Source extract:
•••

The Top Ten Symposium Papers are:
1. “Identifying student misconceptions of programming” (2010)
Lisa C. Kaczmarczyk, Elizabeth R. Petrick, University of California, San Diego; Philip East, University of Northern Iowa; Geoffrey L. Herman, University of Illinois at Urbana-Champaign
Computing educators are often baffled by the misconceptions that their CS1 students hold. We need to understand these misconceptions more clearly in order to help students form correct conceptions. This paper describes one stage in the development of a concept inventory for Computing Fundamentals: investigation of student misconceptions in a series of core CS1 topics previously identified as both important and difficult. Formal interviews with students revealed four distinct themes, each containing many interesting misconceptions.
2. “Improving the CS1 experience with pair programming” (2003)
Nachiappan Nagappan, Laurie Williams, Miriam Ferzli, Eric Wiebe, Kai Yang, Carol Miller, Suzanne Balik, North Carolina State University
Pair programming is a practice in which two programmers work collaboratively at one computer, on the same design, algorithm, or code. Prior research indicates that pair programmers produce higher quality code in essentially half the time taken by solo programmers. The authors organized an experiment to assess the efficacy of pair programming in an introductory Computer Science course. Their results indicate that pair programming creates a laboratory environment conducive to more advanced, active learning than traditional labs; students and lab instructors report labs to be more productive and less frustrating.
3. “Undergraduate women in computer science: experience, motivation and culture” (1997)
Allan Fisher, Jane Margolis, Faye Miller, Carnegie Mellon University
During a year-long study, the authors examined the experiences of undergraduate women studying computer science at Carnegie Mellon University, with a specific eye toward understanding the influences and processes whereby they attach themselves to or detach themselves from the field. This report, midway through the two-year project, recaps the goals and methods of the study, reports on their progress and preliminary conclusions, and sketches their plans for the final year and the future beyond this particular project.
4. “A Multi-institutional Study of Peer Instruction in Introductory Computing” (2016)
Leo Porter, Beth Simon, University of California, San Diego; Dennis Bouvier, Southern Illinois University; Quintin Cutts, University of Glasgow; Scott Grissom, Grand Valley State University; Cynthia Lee, Stanford University; Robert McCartney, University of Connecticut; Daniel Zingaro, University of Toronto
Peer Instruction (PI) is a student-centric pedagogy in which students move from the role of passive listeners to active participants in the classroom. This paper adds to this body of knowledge by examining outcomes from seven introductory programming instructors: three novices to PI and four with a range of PI experience. Through common measurements of student perceptions, the authors provide evidence that introductory computing instructors can successfully implement PI in their classrooms.
5. "The introductory programming course in computer science: ten principles" (1978)
G. Michael Schneider, University of Minnesota
Schneider describes the crucial goals of any introductory programming course while leaving to the reader the design of a specific course to meet these goals. This paper presents ten essential objectives of an initial programming course in Computer Science, regardless of who is teaching or where it is being taught. Schneider attempts to provide an in-depth, philosophical framework for the course called CS1—Computer Programming 1—as described by the ACM Curriculum Committee on Computer Science.
6. “Constructivism in computer science education” (1998)

•••

Pointing data excerpts:
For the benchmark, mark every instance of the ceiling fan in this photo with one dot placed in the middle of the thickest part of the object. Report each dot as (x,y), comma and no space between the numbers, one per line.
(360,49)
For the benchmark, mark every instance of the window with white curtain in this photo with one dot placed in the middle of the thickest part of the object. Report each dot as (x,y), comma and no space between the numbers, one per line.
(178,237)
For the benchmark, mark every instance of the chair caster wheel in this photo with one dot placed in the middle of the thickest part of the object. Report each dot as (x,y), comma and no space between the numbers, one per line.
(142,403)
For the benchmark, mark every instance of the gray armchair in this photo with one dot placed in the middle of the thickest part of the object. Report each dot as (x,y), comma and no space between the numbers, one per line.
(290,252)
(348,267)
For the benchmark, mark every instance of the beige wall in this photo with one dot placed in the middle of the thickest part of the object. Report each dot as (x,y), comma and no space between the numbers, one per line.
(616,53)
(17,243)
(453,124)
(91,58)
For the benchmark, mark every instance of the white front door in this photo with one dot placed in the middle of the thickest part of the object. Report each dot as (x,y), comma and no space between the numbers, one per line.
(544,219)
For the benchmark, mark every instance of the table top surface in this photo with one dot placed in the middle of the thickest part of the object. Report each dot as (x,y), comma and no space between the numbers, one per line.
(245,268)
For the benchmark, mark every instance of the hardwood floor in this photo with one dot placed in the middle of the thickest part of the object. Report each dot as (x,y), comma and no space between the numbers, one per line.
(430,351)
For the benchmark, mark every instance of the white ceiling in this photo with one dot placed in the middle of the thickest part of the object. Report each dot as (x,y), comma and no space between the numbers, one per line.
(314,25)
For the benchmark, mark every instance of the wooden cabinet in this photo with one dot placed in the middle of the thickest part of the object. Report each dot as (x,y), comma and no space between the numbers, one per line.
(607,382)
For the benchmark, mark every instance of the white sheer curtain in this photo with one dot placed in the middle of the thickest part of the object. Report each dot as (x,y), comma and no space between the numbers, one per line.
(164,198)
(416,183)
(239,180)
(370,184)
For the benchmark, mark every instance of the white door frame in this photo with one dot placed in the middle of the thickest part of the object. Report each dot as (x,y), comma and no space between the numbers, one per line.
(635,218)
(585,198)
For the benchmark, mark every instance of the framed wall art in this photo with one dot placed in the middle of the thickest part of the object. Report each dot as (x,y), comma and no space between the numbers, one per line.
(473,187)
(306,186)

•••

Instructions:
1. In the list of top symposium papers above, repeat word for word the part that opens with the words containing "G. Michael Schneider, University" and closes with "on Computer Science.".
2. Pick up the list of top symposium papers above right after its last line and keep writing from there.

Written responses:
1.
G. Michael Schneider, University of Minnesota
Schneider describes the crucial goals of any introductory programming course while leaving to the reader the design of a specific course to meet these goals. This paper presents ten essential objectives of an initial programming course in Computer Science, regardless of who is teaching or where it is being taught. Schneider attempts to provide an in-depth, philosophical framework for the course called CS1—Computer Programming 1—as described by the ACM Curriculum Committee on Computer Science.

2.
Mordechai Ben-Ari, Weizmann Institute of Science
Constructivism is a theory of learning which claims that students construct knowledge rather than merely receive and store knowledge transmitted by the teacher. Constructivism has been extremely influential in science and mathematics education, but not in computer science education (CSE). This paper surveys constructivism in the context of CSE, and shows how the theory can supply a theoretical basis for debating issues and evaluating proposals.
7. “Using software testing to move students from trial-and-error to reflection-in-action” (2004)
Stephen H. Edwards, Virginia Tech
Introductory computer science students have relied on a trial and error approach to fixing errors and debugging for too long. Moving to a reflection in action strategy can help students become more successful. Traditional programming assignments are usually assessed in a way that ignores the skills needed for reflection in action, but software testing promotes the hypothesis-forming and experimental validation that are central to this mode of learning. By changing the way assignments are assessed--where students are responsible for demonstrating correctness through testing, and then assessed on how well they achieve this goal--it is possible to reinforce desired skills. Automated feedback can also play a valuable role in encouraging students while also showing them where they can improve.
8. “What should we teach in an introductory programming course” (1974)
David Gries, Cornell University
Gries argues that an introductory course (and its successor) in programming should be concerned with three aspects of programming: 1. How to solve problems, 2. How to describe an algorithmic solution to a problem, and 3. How to verify that an algorithm is correct. In this paper he discusses mainly the first two aspects. He notes that the third is just as important, but if the first two are carried out in a systematic fashion, the third is much easier than commonly supposed.
9. “Contributing to success in an introductory computer science course: a study of twelve factors” (2001)
Brenda Cantwell Wilson, Murray State University; Sharon Shrock, Southern Illinois University
This study was conducted to determine factors that promote success in an introductory college computer science course. The model included twelve possible predictive factors including math background, attribution for success/failure (luck, effort, difficulty of task, and ability), domain specific self-efficacy, encouragement, comfort level in the course, work style preference, previous programming experience, previous non-programming computer experience, and gender. Subjects included 105 students enrolled in a CS1 introductory computer science course at a midwestern university. The study revealed three predictive factors in the following order of importance: comfort level, math, and attribution to luck for success/failure.
10. “Teaching objects-first in introductory computer science” (2003)
Stephen Cooper, Saint Joseph's University; Wanda Dann, Ithaca College; Randy Pausch Carnegie Mellon University
An objects-first strategy for teaching introductory computer science courses is receiving increased attention from CS educators. In this paper, the authors discuss the challenge of the objects-first strategy and present a new approach that attempts to meet this challenge. The approach is centered on the visualization of objects and their behaviors using a 3D animation environment. Statistical data as well as informal observations are summarized to show evidence of student performance as a result of this approach. A comparison is made of the pedagogical aspects of this new approach with that of other relevant work.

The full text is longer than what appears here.